Instructions for the task :: Arrange every line of the listing below as a numbered list, omitting any blank lines.

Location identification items
------------

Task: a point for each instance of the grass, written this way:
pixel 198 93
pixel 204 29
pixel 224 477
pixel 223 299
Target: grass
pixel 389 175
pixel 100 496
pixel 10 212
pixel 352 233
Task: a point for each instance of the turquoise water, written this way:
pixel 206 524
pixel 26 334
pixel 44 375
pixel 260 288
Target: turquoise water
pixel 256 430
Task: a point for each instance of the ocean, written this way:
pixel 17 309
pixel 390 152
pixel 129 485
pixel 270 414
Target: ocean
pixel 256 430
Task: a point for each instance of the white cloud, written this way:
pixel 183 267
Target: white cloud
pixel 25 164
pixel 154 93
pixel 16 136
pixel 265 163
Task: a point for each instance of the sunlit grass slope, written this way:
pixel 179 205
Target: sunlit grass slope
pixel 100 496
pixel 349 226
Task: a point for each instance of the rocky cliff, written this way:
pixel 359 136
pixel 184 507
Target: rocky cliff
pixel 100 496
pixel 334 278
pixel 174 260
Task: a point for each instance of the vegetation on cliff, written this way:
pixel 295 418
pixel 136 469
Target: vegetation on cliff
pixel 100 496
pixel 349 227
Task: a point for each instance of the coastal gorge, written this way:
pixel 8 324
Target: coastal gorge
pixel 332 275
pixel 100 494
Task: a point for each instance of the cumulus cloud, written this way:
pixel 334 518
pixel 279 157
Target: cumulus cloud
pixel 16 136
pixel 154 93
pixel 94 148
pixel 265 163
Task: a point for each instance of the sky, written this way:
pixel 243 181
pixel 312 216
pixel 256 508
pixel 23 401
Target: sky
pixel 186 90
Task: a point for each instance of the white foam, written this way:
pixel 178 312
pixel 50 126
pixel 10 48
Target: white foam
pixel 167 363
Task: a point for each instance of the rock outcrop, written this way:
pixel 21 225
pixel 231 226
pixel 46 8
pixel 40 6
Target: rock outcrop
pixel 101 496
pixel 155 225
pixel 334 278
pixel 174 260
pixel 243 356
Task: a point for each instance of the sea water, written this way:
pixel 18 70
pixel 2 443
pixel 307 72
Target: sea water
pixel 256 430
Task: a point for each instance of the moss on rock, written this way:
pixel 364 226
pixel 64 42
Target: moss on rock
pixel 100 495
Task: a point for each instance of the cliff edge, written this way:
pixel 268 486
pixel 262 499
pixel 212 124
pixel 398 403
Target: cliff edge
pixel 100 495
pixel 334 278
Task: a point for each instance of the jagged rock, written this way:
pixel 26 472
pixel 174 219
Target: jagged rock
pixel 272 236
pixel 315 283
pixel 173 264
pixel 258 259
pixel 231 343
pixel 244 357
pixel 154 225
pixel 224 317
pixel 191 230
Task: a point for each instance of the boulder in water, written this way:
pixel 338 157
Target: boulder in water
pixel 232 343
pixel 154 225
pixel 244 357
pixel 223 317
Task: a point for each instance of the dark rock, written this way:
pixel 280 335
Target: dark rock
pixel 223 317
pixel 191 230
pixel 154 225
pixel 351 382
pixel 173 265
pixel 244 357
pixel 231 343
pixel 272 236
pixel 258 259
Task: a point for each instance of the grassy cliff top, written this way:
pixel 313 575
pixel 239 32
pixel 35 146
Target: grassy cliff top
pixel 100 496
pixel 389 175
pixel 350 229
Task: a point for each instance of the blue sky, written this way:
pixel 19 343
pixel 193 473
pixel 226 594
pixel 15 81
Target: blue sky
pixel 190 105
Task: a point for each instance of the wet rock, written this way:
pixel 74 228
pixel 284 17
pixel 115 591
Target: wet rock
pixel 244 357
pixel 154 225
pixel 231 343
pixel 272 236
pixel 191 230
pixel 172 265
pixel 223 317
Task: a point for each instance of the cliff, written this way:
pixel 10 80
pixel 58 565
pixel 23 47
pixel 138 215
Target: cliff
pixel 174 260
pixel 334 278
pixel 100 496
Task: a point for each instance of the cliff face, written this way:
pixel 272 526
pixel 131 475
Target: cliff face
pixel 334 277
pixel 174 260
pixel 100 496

------------

Answer to the exercise ::
1. Task: a point for each instance of the grass, written this way:
2. pixel 198 93
3. pixel 204 29
4. pixel 224 477
5. pixel 223 299
6. Target: grass
7. pixel 389 175
8. pixel 100 496
9. pixel 10 212
10. pixel 352 233
11. Task: a point for each instance of the turquoise water, written this way:
12. pixel 206 524
13. pixel 26 334
14. pixel 44 375
15. pixel 260 288
16. Target: turquoise water
17. pixel 256 430
18. Task: a point for each instance of the ocean, written this way:
19. pixel 17 309
20. pixel 390 152
21. pixel 129 485
22. pixel 270 414
23. Target: ocean
24. pixel 256 430
25. Task: a point for each instance of the white cloud, written this way:
26. pixel 183 267
27. Target: white cloud
28. pixel 25 164
29. pixel 154 93
30. pixel 16 136
31. pixel 265 163
32. Task: a point for each instance of the sunlit grass slope, written this way:
33. pixel 179 205
34. Target: sunlit grass slope
35. pixel 100 496
36. pixel 349 226
37. Task: a point for each instance of the rocky cliff, written this way:
38. pixel 359 136
39. pixel 184 507
40. Target: rocky cliff
41. pixel 100 496
42. pixel 334 278
43. pixel 174 260
44. Task: a point for each instance of the vegetation on cliff, written this way:
45. pixel 295 418
46. pixel 136 469
47. Target: vegetation on cliff
48. pixel 100 496
49. pixel 349 227
50. Task: a point for each instance of the coastal gorge, written this way:
51. pixel 8 324
52. Target: coastal gorge
53. pixel 332 275
54. pixel 100 494
55. Task: a point for each instance of the cumulus cloud, written this way:
56. pixel 334 518
57. pixel 279 157
58. Target: cumulus cloud
59. pixel 16 136
60. pixel 154 93
61. pixel 94 148
62. pixel 265 163
63. Task: a point for each instance of the sky, written this way:
64. pixel 243 181
65. pixel 312 216
66. pixel 256 508
67. pixel 23 401
68. Target: sky
69. pixel 186 90
70. Task: a point for each instance of the white foam, written this way:
71. pixel 178 312
72. pixel 50 126
73. pixel 10 48
74. Target: white foam
75. pixel 167 363
76. Task: a point for each instance of the rock outcrop, written this way:
77. pixel 21 225
78. pixel 231 226
79. pixel 46 8
80. pixel 40 6
81. Target: rock outcrop
82. pixel 101 496
83. pixel 155 225
84. pixel 334 278
85. pixel 174 260
86. pixel 243 356
87. Task: a point for each instance of the sea water, written this way:
88. pixel 18 70
89. pixel 2 443
90. pixel 307 72
91. Target: sea water
92. pixel 256 430
93. Task: a point for each instance of the moss on rock, written this way:
94. pixel 364 226
95. pixel 64 42
96. Target: moss on rock
97. pixel 100 495
98. Task: a point for each instance of the cliff edge, written this way:
99. pixel 268 486
100. pixel 262 499
101. pixel 212 124
102. pixel 398 403
103. Target: cliff edge
104. pixel 100 495
105. pixel 334 278
106. Task: a point for each instance of the jagged rock, written this way:
107. pixel 26 472
108. pixel 174 219
109. Target: jagged rock
110. pixel 272 236
111. pixel 315 283
112. pixel 173 264
113. pixel 258 259
114. pixel 231 343
115. pixel 244 357
116. pixel 154 225
117. pixel 224 317
118. pixel 191 230
119. Task: a point for each instance of the boulder in water, written this way:
120. pixel 338 157
121. Target: boulder in water
122. pixel 232 343
123. pixel 154 225
124. pixel 244 357
125. pixel 223 317
126. Task: a point for each instance of the dark rock, written this way:
127. pixel 280 335
128. Target: dark rock
129. pixel 223 317
130. pixel 191 230
131. pixel 154 225
132. pixel 351 382
133. pixel 173 265
134. pixel 244 357
135. pixel 231 343
136. pixel 272 236
137. pixel 258 259
138. Task: a point for each instance of the grassy cliff top, written this way:
139. pixel 313 575
140. pixel 239 32
141. pixel 35 146
142. Target: grassy cliff top
143. pixel 100 496
144. pixel 389 175
145. pixel 350 229
146. Task: a point for each instance of the blue sky, written this way:
147. pixel 19 343
148. pixel 193 473
149. pixel 226 594
150. pixel 15 81
151. Target: blue sky
152. pixel 190 105
153. Task: a point for each instance of the wet rock, written this way:
154. pixel 74 228
155. pixel 284 17
156. pixel 115 591
157. Target: wet rock
158. pixel 244 357
159. pixel 154 225
160. pixel 231 343
161. pixel 272 236
162. pixel 191 230
163. pixel 172 265
164. pixel 223 317
165. Task: a point for each instance of the cliff, written this way:
166. pixel 10 80
167. pixel 58 565
168. pixel 23 47
169. pixel 138 215
170. Target: cliff
171. pixel 174 260
172. pixel 334 278
173. pixel 100 496
174. Task: a point for each instance of the cliff face, written this way:
175. pixel 272 526
176. pixel 131 475
177. Target: cliff face
178. pixel 334 277
179. pixel 174 260
180. pixel 100 496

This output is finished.